**The task**
Format all the entries below as a numbered list, leaving out any blank lines.

**Supplied records**

++++++

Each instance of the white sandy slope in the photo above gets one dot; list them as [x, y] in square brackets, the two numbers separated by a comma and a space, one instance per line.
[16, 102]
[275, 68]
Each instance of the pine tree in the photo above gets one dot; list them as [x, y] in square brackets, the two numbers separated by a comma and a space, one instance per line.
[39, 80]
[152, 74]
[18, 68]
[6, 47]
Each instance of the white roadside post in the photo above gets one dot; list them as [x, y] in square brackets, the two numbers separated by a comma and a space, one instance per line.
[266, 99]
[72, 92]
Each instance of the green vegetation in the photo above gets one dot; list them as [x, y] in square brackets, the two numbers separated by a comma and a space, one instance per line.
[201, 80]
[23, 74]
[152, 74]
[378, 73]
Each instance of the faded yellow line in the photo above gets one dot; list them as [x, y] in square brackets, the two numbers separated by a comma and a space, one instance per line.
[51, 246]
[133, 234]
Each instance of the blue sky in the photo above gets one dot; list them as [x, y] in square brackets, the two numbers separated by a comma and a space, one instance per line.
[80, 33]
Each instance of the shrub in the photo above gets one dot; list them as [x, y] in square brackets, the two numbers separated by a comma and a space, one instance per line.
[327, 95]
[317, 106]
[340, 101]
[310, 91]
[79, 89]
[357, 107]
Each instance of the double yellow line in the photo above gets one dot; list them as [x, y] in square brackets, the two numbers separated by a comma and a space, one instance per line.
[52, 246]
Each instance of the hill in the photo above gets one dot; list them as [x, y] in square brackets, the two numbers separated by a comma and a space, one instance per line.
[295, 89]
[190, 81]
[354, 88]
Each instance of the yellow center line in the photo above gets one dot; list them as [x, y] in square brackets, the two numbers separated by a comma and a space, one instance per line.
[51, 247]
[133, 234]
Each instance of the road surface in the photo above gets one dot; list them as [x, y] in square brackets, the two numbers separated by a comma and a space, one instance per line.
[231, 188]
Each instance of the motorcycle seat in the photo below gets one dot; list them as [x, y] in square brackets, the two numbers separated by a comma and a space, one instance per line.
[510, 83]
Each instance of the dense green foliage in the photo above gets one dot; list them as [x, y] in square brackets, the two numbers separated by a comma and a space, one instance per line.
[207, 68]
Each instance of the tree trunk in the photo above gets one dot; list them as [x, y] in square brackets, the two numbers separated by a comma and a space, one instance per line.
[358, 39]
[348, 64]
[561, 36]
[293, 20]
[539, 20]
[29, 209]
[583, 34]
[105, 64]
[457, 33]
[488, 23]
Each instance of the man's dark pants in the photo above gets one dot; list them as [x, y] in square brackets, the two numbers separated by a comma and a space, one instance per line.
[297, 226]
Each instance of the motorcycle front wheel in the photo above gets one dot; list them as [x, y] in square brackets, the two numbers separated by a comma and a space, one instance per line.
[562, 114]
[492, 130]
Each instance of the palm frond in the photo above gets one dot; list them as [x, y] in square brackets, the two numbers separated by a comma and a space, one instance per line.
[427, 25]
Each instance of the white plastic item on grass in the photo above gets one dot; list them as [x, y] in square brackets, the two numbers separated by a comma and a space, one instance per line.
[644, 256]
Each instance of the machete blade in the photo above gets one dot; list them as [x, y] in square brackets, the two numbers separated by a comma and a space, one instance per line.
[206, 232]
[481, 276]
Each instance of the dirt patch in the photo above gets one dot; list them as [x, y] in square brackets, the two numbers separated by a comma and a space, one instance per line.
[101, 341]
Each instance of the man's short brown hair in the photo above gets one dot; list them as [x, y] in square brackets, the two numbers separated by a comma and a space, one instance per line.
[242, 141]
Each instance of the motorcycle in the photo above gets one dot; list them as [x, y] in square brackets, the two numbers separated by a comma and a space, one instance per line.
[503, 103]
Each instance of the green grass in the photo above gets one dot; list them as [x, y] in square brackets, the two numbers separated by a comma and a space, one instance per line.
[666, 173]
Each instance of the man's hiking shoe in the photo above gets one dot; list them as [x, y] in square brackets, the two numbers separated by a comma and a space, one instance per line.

++++++

**Answer**
1. Each instance of the white sandy slope in the photo above gets one dot; list them as [x, y] in square brackets, the two numbers separated by a comma and a space, one instance per line.
2. [16, 102]
3. [275, 68]
4. Each instance of the pine tree in the photo above gets one dot; list them as [x, y] in square brackets, the two numbers separated by a comma and a space, one instance per line.
5. [39, 80]
6. [152, 74]
7. [18, 68]
8. [6, 47]
9. Each instance of the white roadside post in the photo above gets one dot; list them as [x, y] in square brackets, the two numbers separated by a comma and a space, one instance per line.
10. [266, 99]
11. [72, 92]
12. Each instance of the green vegetation in the photo above gets one dot; list them as [x, y] in square brackets, the two numbers separated by a comma and a space, one instance per line.
13. [201, 80]
14. [23, 74]
15. [152, 74]
16. [378, 73]
17. Each instance of the faded yellow line in the photo above gets one dot; list them as [x, y] in square brackets, the two numbers separated by a comma and a space, one instance per line.
18. [51, 246]
19. [133, 234]
20. Each instance of the blue sky in the photo above gets one dot; list them as [x, y] in square brackets, the two numbers separated by a comma and a space, one instance per line.
21. [80, 33]
22. Each instance of the shrub in the photo above gets one dot; list them as [x, y] in square brackets, the two numbers separated by a comma and a space, one instance per line.
23. [327, 95]
24. [317, 106]
25. [340, 101]
26. [310, 91]
27. [79, 89]
28. [357, 107]
29. Each instance of the double yellow line in the photo above gets one dot; list them as [x, y] in square brackets, the two numbers separated by a comma and a space, one instance per line.
30. [52, 246]
31. Each instance of the hill in the photo above gets one dot; list them as [x, y] in square brackets, the two numbers separated by a comma and a space, one instance per line.
32. [295, 89]
33. [190, 81]
34. [354, 88]
35. Each instance of the yellow center line in the photo above gets one dot; list them as [x, y] in square brackets, the two numbers separated by a comma and a space, one instance per line.
36. [51, 247]
37. [133, 234]
38. Each instance of the road surface in the photo above gets one dot; list them as [x, y] in square brackets, the two numbers separated by a comma and a space, one instance per line.
39. [231, 188]
40. Each instance of the motorcycle seat in the photo below gets one dot; list them as [x, y] in square brackets, the two numbers separated by a comma and a space, one instance per line.
41. [510, 83]
42. Each instance of the dense green foliage in the photo above gets one dot; list them as [x, y] in square brackets, the two numbers separated by a comma and a space, one instance per line.
43. [207, 68]
44. Each instance of the tree trunk in the photo above gets one dot; list them as [x, y] in square brackets, the two numbers separated by a comma and a space, one instance per line.
45. [358, 39]
46. [348, 64]
47. [561, 36]
48. [293, 20]
49. [539, 20]
50. [29, 209]
51. [583, 34]
52. [105, 64]
53. [457, 33]
54. [488, 23]
55. Each instance of the man's dark pants in the photo above gets one dot; list them as [x, y] in square brackets, the two numbers separated by a comma and a space, one instance per line.
56. [297, 226]
57. Each instance of the motorcycle front wheel in the photo above gets one dot; list them as [x, y] in square brackets, the two numbers separated by a comma and a space, one instance per line.
58. [562, 114]
59. [492, 130]
60. Each instance of the palm frond in the photo above gets one dot; list them as [x, y] in square brackets, the two numbers separated by a comma and a space, one instance per line.
61. [427, 25]
62. Each instance of the white plastic item on grass in the photo above gets one dot; list them as [x, y] in square brackets, the two numbers separated by a comma and a space, one instance per line.
63. [644, 256]
64. Each instance of the machete blade in the photo above gets one dot; list them as [x, y] in square brackets, the two numbers separated by a comma and a space, one instance per line.
65. [206, 232]
66. [481, 276]
67. Each instance of the dirt patch in the photo above gets one dot; list them as [x, y] in square brackets, the two numbers separated by a comma and a space, one instance per line.
68. [101, 341]
69. Each instance of the man's short brown hair in the photo above gets one dot; list them as [x, y] in square brackets, the two numbers separated by a comma and a space, one instance per line.
70. [242, 141]
71. Each instance of the motorcycle in the photo above gets one dot; list them as [x, y] in square brackets, the two numbers separated by a comma and a space, one instance per line.
72. [503, 103]
73. Each instance of the green grass in the photo above gets one dot; list them as [x, y] in square brackets, the two numbers separated by a comma and a space, one instance per line.
74. [666, 173]
75. Each instance of the man's hiking shoe in the photo above gets one dot; list them as [x, y] in square brackets, the two numbers separated by a comma and a space, one instance per line.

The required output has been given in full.